### Page text
·Keats

"Drawing pictures of software is slightly idiotic"

A conversation with Brendan, co-founder of Dawn — an AI-native canvas trying to close the gap between intent and shipped UI.

A conversation with Brendan Kearns, co-founder of Dawn. Dawn is an AI-native design canvas in beta, built by Brendan and his co-founder Leo in London.


You spent time at InVision before starting Dawn. That's a useful vantage point.

InVision had a real moment. For a while it was the dominant handoff and prototyping tool, the thing every design team was using. Then Figma happened, and fairly quickly it didn't matter that InVision was well-built or well-funded. The competitive ground shifted and that was that. I watched a well-resourced team get disrupted before they could respond. You don't forget that. It makes you think carefully about whether the ground you're building on is stable.

What's the actual problem you're trying to solve with Dawn?

The problem with most AI design tools is that LLMs are sequence prediction machines. They're trained on text. They don't inherently understand space, hierarchy, or why one layout decision is better than another for a specific context. Most tools work around that with templates, which is fine, but it's not a real solution. We wanted to go a level lower and give AI genuine spatial reasoning about UI.

Our first attempt was a computational design engine, a middleware layer that could sit underneath any AI tool and give it that grounding. We shelved it. The compute cost was too high and the scope too broad. What we shipped instead is more focused: a canvas where you describe what you want, iterate in natural language, and get back structured, opinionated UI rather than generic output.

How do you know when it's working?

The test is whether it produces slop. That's the word we use internally. There's a huge amount of AI-generated UI in the world right now that looks like a design system threw up. We're trying to produce something with actual judgment in it, not just something that looks like a design. That's the harder problem.

Dawn is deliberately not trying to own the whole stack. Why?

Because I watched vertical integration eat the tools I grew up using. Dawn works alongside Figma, Cursor, whatever your team uses. It's agnostic. I think there's a version of this category where one tool tries to become everything and ends up doing nothing well. We'd rather do one thing well.

You said something I keep turning over: "Everyone has taste. Not everyone has the craft to execute it." Is that the whole thesis?

Pretty much. People know what they want to build. Figma let designers ship what they could already see clearly. We're trying to do the same for everyone who builds products but never learned to design in the traditional sense.

What does that mean for designers?

I'll be direct about it: drawing pictures of software is slightly idiotic. That's a deliberate provocation, but I mean it. The specific job of producing high-fidelity Figma files as a stand-in for intent, handed to a developer who then rebuilds it in code, that workflow is on borrowed time. Good judgment becomes more valuable as generation accelerates, not less. But the artifact changes. Anyone building a product becomes the designer of the end thing, not a specialist producing an intermediate representation of it.

Where does this go?

The third horizon, as I think about it, is software that designs and builds itself with humans in the loop. The current product is a long way from that. But it's useful to know what you're building toward. Right now we're focused on making the 99% of work that ends up on the cutting room floor faster and less painful to produce. That's where most of the friction lives.


Dawn is at dawn.design. Brendan is based in London.

### What to do
According to the Dawn interview, why did the team shelve its first attempt, the computational design engine? Explain in one to three sentences.

### Supplied information
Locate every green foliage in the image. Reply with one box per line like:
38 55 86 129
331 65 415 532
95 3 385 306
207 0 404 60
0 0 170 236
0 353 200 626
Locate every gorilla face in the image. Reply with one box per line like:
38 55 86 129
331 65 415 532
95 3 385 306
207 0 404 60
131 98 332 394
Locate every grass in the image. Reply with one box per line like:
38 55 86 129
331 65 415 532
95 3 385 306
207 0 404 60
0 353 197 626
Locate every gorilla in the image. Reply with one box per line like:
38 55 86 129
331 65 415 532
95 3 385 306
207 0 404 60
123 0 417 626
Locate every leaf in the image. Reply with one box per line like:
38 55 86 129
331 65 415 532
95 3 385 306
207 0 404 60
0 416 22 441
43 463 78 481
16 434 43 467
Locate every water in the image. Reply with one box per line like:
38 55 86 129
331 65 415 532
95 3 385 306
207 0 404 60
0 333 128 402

### Solved exercise
The team shelved the computational design engine because its compute cost was too high and its scope too broad. The engine was a middleware layer meant to sit underneath any AI tool and give it grounding in spatial reasoning about UI. In its place they shipped a more focused canvas.